Coordinate labeling records
↓

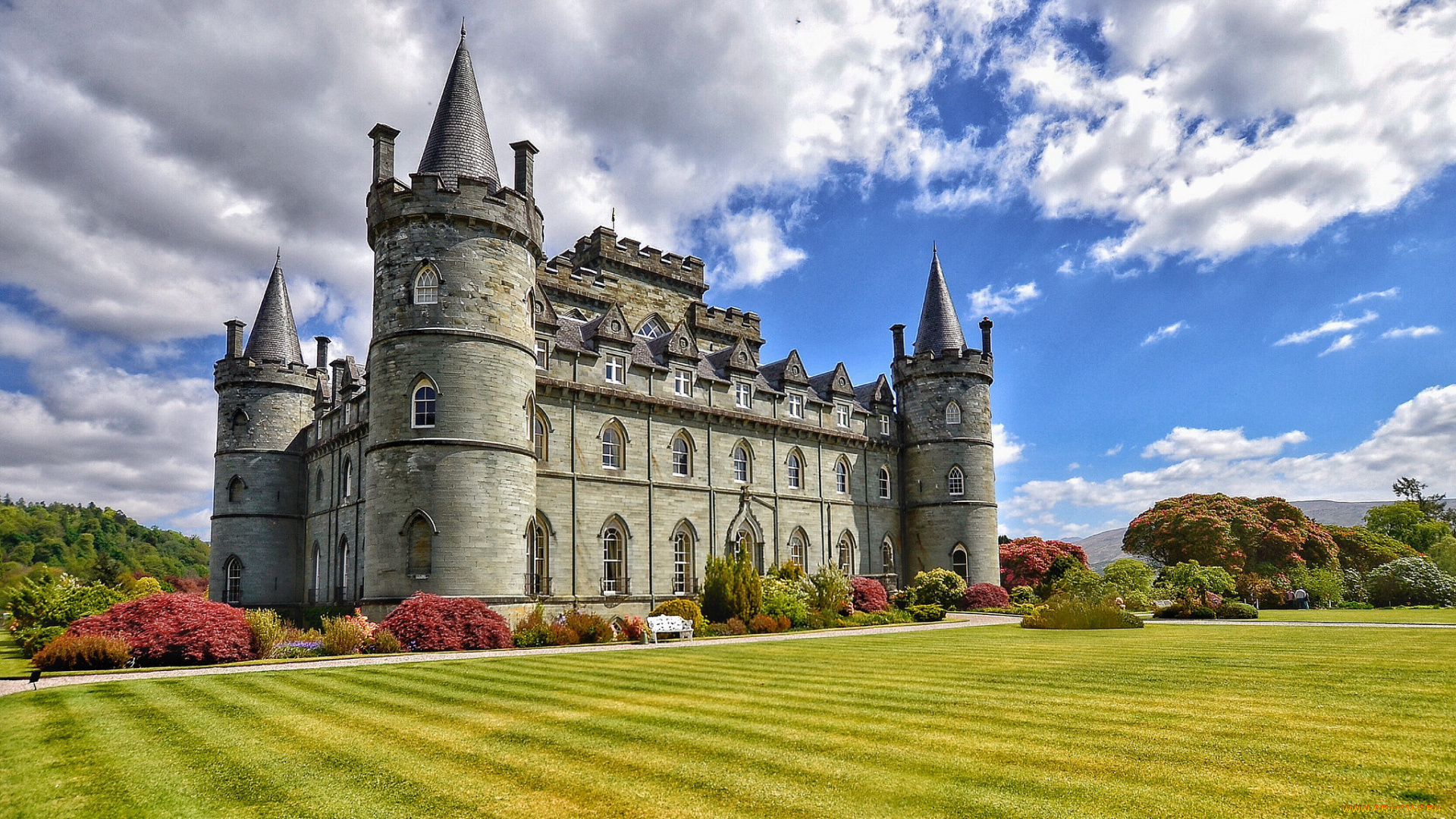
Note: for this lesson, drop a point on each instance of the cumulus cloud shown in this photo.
(1219, 445)
(1417, 439)
(1331, 327)
(1411, 331)
(1164, 333)
(1389, 293)
(1006, 300)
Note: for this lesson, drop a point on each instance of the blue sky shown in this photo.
(1215, 238)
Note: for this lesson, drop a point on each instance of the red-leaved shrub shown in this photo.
(430, 623)
(984, 596)
(1025, 560)
(870, 595)
(174, 630)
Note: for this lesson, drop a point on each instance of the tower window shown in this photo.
(682, 458)
(424, 406)
(427, 286)
(610, 449)
(740, 464)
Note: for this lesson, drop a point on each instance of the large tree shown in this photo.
(1234, 532)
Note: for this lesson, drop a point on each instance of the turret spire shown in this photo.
(275, 337)
(940, 328)
(459, 142)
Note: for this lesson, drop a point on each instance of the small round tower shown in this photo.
(449, 460)
(948, 471)
(264, 410)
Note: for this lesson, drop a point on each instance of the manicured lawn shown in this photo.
(1362, 615)
(1165, 722)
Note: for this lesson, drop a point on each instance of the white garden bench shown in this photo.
(669, 624)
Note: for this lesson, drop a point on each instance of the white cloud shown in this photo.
(1389, 293)
(1165, 333)
(1005, 300)
(1417, 439)
(1411, 331)
(1331, 327)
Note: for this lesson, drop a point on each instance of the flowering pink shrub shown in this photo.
(168, 630)
(870, 595)
(430, 623)
(984, 596)
(1025, 560)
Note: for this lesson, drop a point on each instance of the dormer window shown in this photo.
(427, 286)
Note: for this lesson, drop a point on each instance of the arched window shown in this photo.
(610, 447)
(427, 286)
(536, 582)
(683, 561)
(421, 545)
(742, 471)
(539, 442)
(613, 566)
(682, 457)
(800, 550)
(424, 406)
(234, 580)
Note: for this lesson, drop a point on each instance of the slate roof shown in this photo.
(274, 337)
(940, 328)
(459, 142)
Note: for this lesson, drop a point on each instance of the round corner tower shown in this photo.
(949, 475)
(264, 411)
(452, 365)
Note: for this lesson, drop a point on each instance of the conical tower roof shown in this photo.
(459, 142)
(940, 328)
(274, 337)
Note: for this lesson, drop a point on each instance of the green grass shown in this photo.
(1362, 615)
(1165, 722)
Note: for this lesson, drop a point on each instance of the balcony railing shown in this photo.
(538, 586)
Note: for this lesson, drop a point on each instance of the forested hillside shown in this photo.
(91, 542)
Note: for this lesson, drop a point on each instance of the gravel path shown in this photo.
(954, 621)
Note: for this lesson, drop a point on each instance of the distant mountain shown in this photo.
(1106, 547)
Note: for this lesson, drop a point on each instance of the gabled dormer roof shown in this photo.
(459, 142)
(940, 330)
(833, 382)
(274, 338)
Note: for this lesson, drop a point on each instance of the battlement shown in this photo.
(478, 200)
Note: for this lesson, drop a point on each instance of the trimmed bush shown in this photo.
(72, 653)
(928, 613)
(686, 610)
(430, 623)
(870, 595)
(175, 630)
(1410, 582)
(984, 596)
(1063, 613)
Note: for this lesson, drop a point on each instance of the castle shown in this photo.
(582, 428)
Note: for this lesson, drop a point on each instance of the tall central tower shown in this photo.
(449, 464)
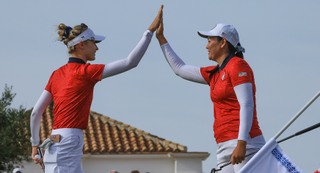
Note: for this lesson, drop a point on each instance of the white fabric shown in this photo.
(225, 149)
(16, 170)
(226, 31)
(86, 35)
(235, 168)
(271, 158)
(109, 70)
(245, 98)
(243, 91)
(35, 118)
(187, 72)
(132, 60)
(65, 156)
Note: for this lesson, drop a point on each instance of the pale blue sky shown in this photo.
(280, 37)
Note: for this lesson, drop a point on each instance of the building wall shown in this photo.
(153, 163)
(127, 165)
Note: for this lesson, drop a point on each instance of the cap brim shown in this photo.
(99, 38)
(205, 34)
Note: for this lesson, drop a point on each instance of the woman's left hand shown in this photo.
(239, 152)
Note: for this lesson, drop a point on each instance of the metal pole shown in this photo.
(297, 115)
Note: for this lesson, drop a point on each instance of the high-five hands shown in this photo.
(155, 24)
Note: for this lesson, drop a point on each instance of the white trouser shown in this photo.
(65, 156)
(225, 150)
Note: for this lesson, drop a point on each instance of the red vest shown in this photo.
(234, 71)
(72, 89)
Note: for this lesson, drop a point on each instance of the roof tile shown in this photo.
(105, 135)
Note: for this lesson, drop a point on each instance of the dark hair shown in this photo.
(76, 30)
(232, 49)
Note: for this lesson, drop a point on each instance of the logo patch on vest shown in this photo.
(242, 74)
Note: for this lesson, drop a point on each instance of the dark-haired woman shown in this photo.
(71, 89)
(232, 91)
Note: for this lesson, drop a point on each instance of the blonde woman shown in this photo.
(71, 89)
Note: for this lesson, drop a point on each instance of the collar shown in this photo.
(76, 60)
(225, 61)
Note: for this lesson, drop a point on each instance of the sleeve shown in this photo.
(94, 71)
(187, 72)
(205, 74)
(245, 98)
(240, 72)
(131, 61)
(36, 114)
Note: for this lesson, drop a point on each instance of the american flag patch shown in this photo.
(242, 74)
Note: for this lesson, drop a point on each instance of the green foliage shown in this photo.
(14, 133)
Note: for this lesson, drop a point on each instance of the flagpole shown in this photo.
(297, 115)
(300, 132)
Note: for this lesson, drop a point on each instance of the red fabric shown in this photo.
(72, 89)
(226, 106)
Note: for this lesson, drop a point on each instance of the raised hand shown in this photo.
(162, 40)
(155, 24)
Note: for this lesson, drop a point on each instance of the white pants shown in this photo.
(225, 150)
(65, 157)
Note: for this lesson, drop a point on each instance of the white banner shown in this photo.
(270, 158)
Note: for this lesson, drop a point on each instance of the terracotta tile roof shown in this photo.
(105, 135)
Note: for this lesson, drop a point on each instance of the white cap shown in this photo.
(17, 169)
(86, 35)
(226, 31)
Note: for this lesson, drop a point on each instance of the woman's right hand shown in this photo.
(160, 36)
(155, 24)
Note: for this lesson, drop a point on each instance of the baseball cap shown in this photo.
(226, 31)
(86, 35)
(17, 169)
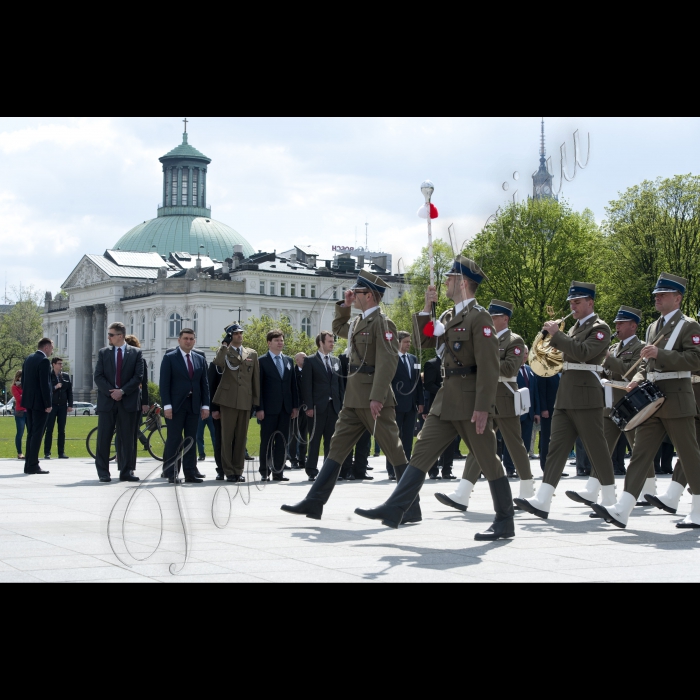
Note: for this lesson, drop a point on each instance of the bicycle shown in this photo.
(152, 435)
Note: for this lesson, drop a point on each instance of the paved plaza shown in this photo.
(66, 527)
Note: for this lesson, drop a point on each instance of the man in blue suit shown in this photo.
(526, 379)
(408, 389)
(184, 390)
(279, 405)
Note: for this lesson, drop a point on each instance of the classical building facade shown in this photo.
(183, 269)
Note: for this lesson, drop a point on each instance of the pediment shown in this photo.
(85, 274)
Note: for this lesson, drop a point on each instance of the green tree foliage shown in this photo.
(531, 252)
(654, 228)
(20, 331)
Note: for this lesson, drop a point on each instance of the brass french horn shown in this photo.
(546, 361)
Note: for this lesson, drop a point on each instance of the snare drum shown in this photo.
(638, 407)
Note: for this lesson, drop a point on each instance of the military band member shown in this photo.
(512, 353)
(670, 359)
(580, 402)
(466, 339)
(370, 405)
(238, 392)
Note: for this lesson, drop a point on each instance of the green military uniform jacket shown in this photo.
(588, 345)
(684, 357)
(512, 354)
(619, 363)
(373, 343)
(239, 387)
(472, 342)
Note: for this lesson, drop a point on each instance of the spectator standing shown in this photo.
(408, 390)
(279, 405)
(184, 390)
(118, 377)
(20, 414)
(62, 403)
(323, 392)
(37, 399)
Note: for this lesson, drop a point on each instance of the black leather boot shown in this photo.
(395, 510)
(503, 527)
(312, 506)
(414, 513)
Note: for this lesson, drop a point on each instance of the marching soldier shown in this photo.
(238, 392)
(370, 405)
(580, 402)
(512, 357)
(670, 360)
(466, 340)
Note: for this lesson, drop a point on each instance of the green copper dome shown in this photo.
(184, 234)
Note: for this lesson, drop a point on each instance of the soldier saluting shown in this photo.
(465, 405)
(373, 351)
(238, 392)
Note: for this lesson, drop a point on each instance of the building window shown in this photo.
(185, 186)
(175, 326)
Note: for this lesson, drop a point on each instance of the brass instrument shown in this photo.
(546, 361)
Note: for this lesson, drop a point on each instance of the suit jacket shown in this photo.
(534, 390)
(132, 378)
(548, 388)
(408, 387)
(36, 382)
(317, 389)
(277, 394)
(176, 385)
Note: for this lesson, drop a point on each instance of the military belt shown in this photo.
(459, 371)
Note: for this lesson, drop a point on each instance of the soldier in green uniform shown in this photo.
(238, 392)
(466, 340)
(373, 351)
(580, 402)
(670, 359)
(512, 353)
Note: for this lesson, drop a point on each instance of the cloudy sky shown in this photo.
(75, 185)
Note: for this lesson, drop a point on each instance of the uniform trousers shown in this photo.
(234, 436)
(58, 415)
(648, 440)
(437, 434)
(567, 425)
(511, 430)
(323, 427)
(351, 426)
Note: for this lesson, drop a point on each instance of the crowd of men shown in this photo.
(478, 389)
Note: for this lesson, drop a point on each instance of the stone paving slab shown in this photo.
(57, 528)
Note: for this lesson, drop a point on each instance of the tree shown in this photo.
(531, 252)
(654, 228)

↑

— What to work on —
Rename "suit jacket" to "blazer" in the records from the line with "building window shown in this photo." through the end, and reproduce only those lines with nothing else changed.

— Full response —
Note: for this lesson, drop a point on each instance of the building window shown in this photo.
(185, 186)
(175, 326)
Note: for this lesson, drop a point on each instance of the brass instrument shown in this photo.
(546, 361)
Note: for this lesson, drop a point on each instance of the blazer shown in this photo.
(534, 390)
(132, 378)
(548, 388)
(408, 387)
(36, 382)
(317, 389)
(277, 394)
(176, 385)
Note: for this lesson, drop a point on each instance of the military belt shown in this photo.
(459, 371)
Note: for this lesson, drop a point on each instance of the soldier in green uniform shown in this photo.
(238, 392)
(466, 340)
(373, 351)
(580, 402)
(670, 359)
(512, 353)
Note: for this lesson, drop a point on each instance of the cloudy sky shown in this photo.
(75, 185)
Note: for this lesson, drop a point on each instance of the uniform trousers shown in this photo.
(234, 436)
(58, 415)
(648, 440)
(437, 434)
(567, 425)
(511, 430)
(323, 427)
(351, 426)
Note: for this lesson, drop a point on each instance of the crowd of men shown in this photo.
(478, 389)
Note: for this lesson, drop a point on each instance of the stone paving slab shown in this photo.
(57, 528)
Note: for this lesson, drop a point on each instance of the tree shown in this photo.
(531, 252)
(654, 228)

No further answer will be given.